**REQUIRED WORK**
Show every line of the records below that contains the string "neck", treating uppercase and lowercase letters as distinct.

**DATA ROWS**
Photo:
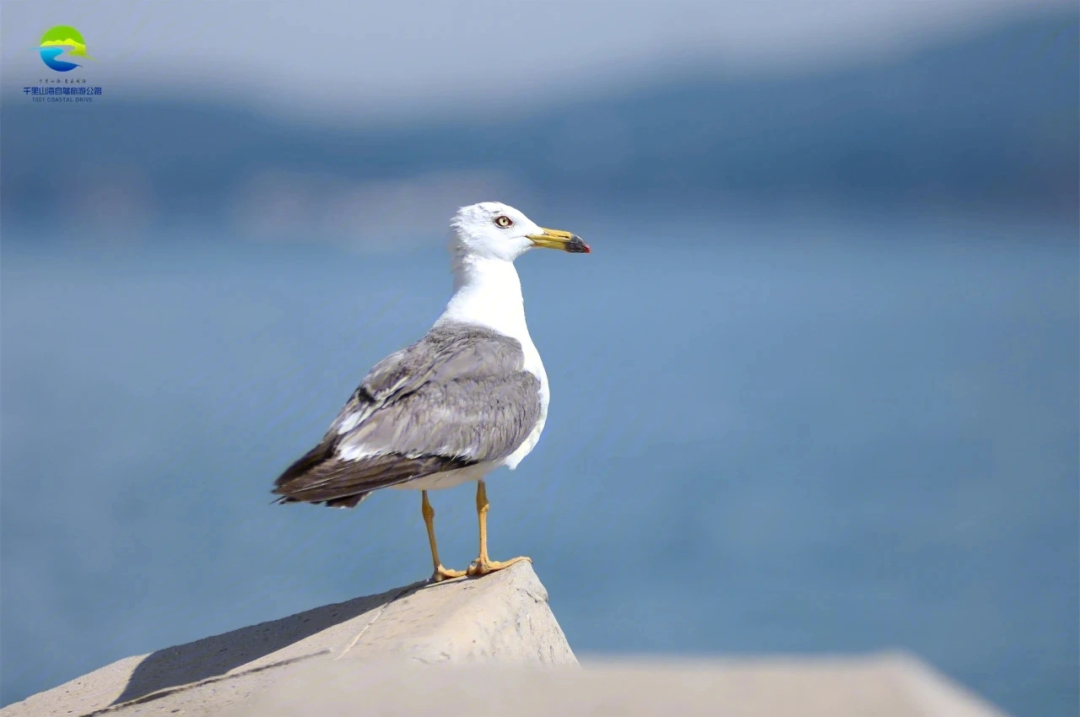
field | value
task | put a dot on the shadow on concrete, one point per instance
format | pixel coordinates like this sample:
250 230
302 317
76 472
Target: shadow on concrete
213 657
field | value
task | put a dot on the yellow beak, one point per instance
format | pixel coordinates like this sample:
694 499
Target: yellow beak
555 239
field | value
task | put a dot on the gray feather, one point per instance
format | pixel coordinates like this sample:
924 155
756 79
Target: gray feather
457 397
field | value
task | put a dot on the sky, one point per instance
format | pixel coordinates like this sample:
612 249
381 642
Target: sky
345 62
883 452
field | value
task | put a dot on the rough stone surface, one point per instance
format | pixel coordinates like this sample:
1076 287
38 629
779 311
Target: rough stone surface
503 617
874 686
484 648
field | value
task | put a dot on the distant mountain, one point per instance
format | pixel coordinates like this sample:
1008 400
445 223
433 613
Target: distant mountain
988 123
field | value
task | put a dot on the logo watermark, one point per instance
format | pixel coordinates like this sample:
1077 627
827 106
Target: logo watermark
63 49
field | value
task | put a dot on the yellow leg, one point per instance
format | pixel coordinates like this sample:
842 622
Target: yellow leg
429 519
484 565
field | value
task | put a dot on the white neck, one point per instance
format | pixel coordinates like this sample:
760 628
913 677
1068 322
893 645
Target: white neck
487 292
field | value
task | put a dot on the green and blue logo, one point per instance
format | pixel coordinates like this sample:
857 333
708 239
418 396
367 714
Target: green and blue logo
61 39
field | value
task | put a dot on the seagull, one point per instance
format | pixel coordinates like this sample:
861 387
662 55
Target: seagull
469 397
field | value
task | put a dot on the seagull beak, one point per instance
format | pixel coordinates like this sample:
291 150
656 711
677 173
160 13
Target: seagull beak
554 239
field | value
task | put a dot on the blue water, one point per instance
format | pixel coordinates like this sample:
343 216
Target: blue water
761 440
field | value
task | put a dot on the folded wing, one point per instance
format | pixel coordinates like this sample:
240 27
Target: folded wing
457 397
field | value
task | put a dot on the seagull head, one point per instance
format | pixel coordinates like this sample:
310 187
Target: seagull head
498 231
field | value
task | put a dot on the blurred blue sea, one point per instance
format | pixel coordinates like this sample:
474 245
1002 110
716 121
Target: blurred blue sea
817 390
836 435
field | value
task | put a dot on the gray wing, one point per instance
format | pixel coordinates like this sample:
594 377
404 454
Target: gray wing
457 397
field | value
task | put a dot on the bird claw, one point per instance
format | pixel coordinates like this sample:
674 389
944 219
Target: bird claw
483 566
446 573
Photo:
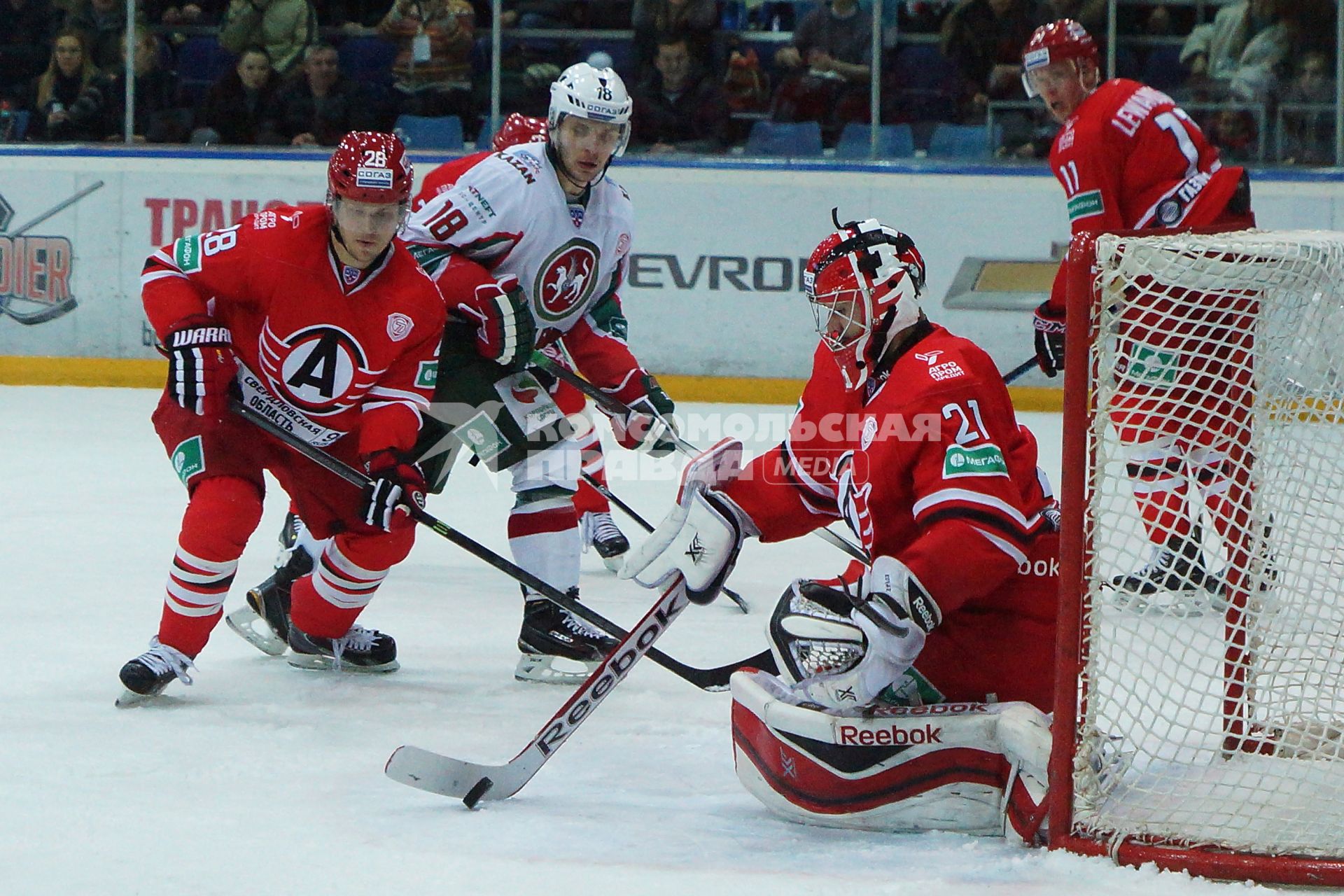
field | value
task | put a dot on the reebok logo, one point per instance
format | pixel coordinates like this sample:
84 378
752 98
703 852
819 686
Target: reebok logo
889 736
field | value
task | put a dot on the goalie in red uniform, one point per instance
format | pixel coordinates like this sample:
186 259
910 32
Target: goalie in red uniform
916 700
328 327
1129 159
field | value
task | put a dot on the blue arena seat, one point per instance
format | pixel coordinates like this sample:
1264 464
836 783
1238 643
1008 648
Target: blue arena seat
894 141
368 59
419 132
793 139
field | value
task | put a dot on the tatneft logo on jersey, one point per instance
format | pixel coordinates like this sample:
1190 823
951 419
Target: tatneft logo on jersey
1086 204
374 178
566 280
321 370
==
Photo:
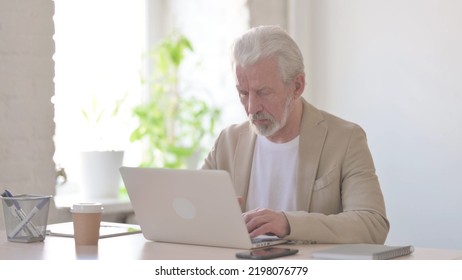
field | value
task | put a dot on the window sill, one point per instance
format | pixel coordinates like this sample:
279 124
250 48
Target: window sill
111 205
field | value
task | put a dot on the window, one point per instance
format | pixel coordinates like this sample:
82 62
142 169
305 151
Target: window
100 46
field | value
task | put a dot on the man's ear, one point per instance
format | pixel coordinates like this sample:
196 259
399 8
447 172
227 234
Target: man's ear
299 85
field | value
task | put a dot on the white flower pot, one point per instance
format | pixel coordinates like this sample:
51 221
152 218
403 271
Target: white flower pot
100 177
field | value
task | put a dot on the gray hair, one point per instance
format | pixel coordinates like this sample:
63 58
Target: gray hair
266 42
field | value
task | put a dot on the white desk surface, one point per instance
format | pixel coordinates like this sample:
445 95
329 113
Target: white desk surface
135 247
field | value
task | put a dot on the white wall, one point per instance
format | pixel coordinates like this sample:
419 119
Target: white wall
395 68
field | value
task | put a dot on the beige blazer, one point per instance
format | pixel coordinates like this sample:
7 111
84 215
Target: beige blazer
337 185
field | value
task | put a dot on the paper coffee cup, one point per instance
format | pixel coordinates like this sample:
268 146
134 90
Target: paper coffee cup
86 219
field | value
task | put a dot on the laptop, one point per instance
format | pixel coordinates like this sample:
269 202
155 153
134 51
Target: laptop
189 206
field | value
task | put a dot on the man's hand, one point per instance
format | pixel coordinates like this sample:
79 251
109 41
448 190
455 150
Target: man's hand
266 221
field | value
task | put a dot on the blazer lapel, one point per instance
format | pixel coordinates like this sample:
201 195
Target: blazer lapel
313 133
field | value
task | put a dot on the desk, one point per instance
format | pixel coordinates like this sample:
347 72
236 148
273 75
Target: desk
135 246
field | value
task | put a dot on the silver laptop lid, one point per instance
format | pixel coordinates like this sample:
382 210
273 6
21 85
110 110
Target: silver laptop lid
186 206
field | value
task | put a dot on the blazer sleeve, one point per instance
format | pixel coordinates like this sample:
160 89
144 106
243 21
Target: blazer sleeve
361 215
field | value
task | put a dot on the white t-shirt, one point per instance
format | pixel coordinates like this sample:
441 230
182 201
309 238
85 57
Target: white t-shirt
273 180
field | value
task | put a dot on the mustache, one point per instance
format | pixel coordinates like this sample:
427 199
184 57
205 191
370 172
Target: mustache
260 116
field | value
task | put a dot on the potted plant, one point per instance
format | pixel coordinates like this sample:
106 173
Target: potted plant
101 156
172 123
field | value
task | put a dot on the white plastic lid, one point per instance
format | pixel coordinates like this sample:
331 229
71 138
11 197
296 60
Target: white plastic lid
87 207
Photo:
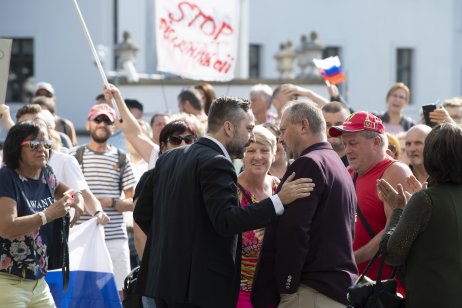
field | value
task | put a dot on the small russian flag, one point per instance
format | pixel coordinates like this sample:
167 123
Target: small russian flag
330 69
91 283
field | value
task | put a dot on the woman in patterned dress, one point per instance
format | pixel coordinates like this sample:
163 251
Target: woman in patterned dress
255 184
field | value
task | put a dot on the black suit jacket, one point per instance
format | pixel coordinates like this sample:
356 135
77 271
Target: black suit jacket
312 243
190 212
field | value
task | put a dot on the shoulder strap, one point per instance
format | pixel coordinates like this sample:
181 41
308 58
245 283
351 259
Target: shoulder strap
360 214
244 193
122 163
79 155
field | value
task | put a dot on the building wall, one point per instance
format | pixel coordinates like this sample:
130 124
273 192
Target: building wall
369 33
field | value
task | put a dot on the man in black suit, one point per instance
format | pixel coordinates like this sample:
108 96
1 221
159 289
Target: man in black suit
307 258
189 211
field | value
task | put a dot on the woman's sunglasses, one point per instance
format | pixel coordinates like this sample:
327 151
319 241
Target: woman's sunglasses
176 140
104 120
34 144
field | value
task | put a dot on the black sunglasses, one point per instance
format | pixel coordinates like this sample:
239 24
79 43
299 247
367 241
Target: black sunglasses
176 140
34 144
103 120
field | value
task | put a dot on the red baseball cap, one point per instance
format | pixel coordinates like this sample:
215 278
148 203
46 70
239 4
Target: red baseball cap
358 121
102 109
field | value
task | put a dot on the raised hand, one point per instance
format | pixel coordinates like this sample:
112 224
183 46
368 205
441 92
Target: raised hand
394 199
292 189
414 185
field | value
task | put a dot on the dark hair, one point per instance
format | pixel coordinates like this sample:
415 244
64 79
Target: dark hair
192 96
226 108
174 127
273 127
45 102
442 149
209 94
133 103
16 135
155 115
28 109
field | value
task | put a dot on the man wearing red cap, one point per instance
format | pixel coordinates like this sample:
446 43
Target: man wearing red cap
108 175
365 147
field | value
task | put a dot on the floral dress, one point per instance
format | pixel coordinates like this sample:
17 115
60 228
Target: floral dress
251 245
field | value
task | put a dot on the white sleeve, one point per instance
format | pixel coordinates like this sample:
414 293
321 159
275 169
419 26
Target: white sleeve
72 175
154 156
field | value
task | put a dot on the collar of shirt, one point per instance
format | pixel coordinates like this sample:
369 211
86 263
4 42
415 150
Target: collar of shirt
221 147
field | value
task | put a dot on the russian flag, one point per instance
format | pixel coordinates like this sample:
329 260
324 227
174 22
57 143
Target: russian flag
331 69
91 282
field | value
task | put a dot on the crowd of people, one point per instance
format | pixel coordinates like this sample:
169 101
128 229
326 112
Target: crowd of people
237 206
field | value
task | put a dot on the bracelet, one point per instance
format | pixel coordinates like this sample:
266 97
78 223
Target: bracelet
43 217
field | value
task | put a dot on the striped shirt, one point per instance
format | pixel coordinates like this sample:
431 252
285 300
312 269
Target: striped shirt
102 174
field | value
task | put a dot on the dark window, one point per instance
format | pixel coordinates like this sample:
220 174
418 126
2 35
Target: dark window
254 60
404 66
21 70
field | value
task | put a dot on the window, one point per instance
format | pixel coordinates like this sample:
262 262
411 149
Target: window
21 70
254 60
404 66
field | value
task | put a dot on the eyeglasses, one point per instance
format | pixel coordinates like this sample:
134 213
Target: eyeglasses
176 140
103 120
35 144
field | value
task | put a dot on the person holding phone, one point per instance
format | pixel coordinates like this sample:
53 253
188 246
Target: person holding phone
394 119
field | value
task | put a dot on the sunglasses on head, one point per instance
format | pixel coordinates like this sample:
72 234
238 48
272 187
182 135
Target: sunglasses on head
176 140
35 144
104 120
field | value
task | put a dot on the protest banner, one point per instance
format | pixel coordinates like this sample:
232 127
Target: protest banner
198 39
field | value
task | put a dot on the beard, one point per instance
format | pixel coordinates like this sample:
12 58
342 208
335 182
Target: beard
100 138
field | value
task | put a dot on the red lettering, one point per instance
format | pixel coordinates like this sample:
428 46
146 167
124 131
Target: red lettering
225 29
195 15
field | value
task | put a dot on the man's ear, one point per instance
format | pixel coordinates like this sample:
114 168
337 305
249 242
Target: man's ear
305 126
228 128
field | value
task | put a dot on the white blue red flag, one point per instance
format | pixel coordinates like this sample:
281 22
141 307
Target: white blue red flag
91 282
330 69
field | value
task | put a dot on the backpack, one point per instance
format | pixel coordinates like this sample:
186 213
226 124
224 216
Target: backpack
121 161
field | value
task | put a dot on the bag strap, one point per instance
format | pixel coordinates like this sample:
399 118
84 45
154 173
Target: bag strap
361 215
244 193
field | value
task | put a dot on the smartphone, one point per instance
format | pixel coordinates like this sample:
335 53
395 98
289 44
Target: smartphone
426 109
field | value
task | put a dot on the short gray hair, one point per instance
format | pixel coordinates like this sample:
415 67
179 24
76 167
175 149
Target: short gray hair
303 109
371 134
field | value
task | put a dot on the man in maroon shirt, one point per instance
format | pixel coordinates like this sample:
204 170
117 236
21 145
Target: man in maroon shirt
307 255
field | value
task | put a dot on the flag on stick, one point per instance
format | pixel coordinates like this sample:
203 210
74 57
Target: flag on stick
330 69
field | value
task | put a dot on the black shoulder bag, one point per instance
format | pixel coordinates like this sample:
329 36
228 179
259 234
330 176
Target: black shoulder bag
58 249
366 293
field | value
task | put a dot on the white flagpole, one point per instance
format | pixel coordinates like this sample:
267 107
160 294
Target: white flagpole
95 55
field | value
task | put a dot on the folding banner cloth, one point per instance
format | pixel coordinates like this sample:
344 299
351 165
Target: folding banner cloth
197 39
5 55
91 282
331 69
==
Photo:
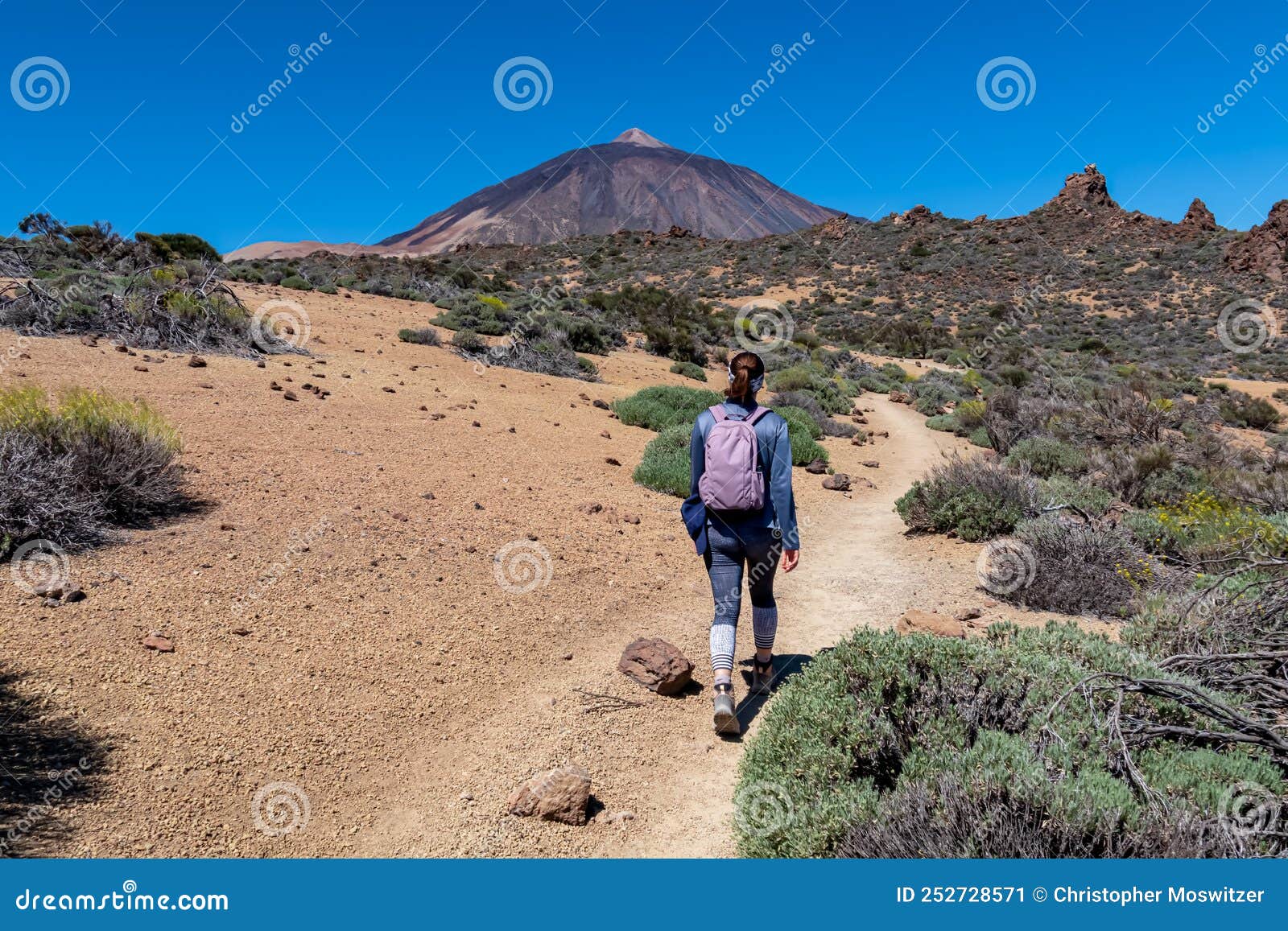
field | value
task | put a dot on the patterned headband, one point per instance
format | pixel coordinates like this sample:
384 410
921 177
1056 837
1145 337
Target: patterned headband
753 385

**EXERCISE SOLUTION**
task | put a dot on the white neck, one point per instance
Target: white neck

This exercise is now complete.